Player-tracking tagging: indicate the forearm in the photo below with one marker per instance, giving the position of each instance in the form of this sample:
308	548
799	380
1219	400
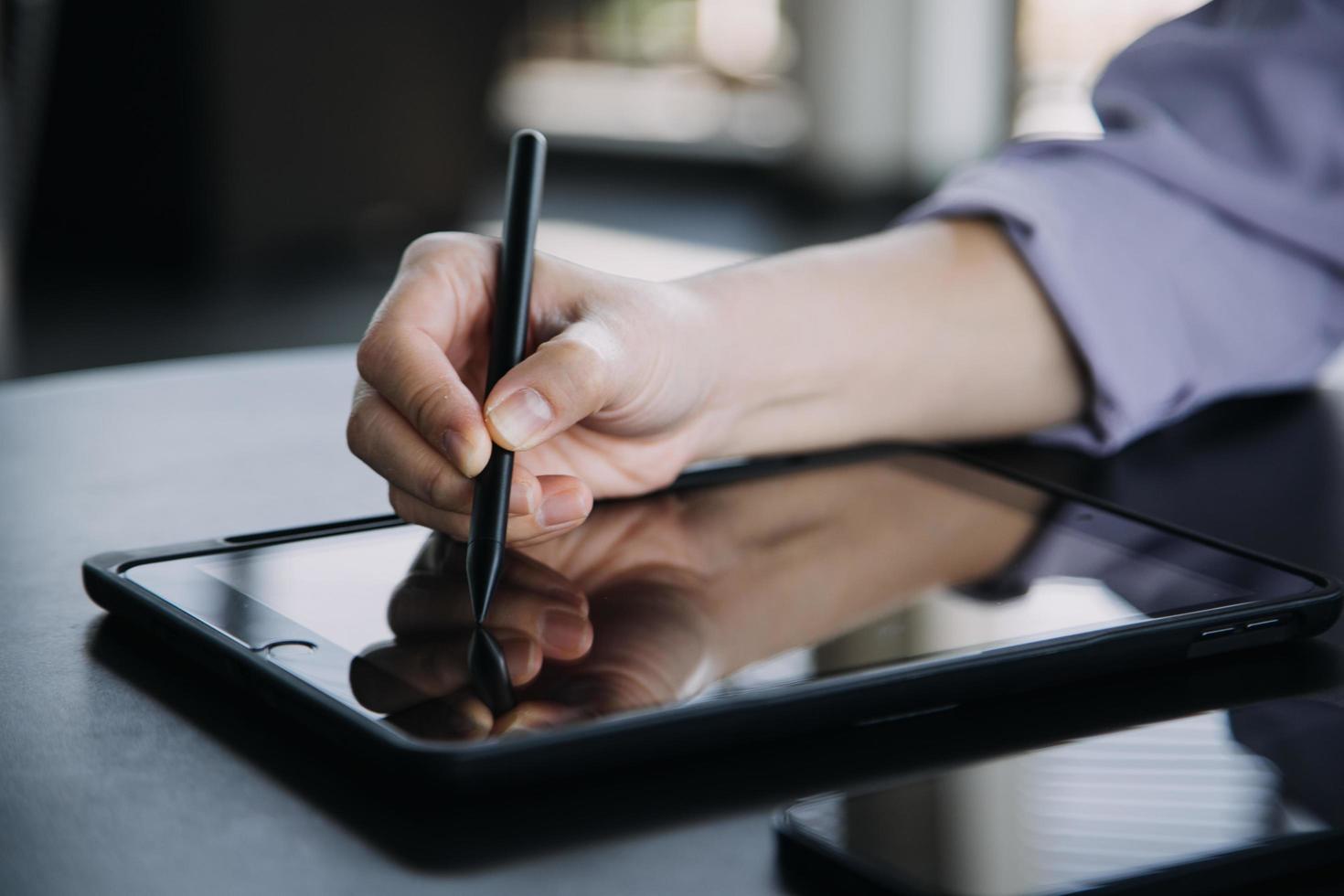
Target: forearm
934	331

▶ **What is expected**
Should a picture appear among the entries, skip it and copy the rest exactly.

▶ **Final answer**
Player-tracking tagging: indicate the forearm in the photo below with one marker per instance, giving the position of each instance in the form of this sample:
308	548
799	380
1219	400
Target: forearm
934	331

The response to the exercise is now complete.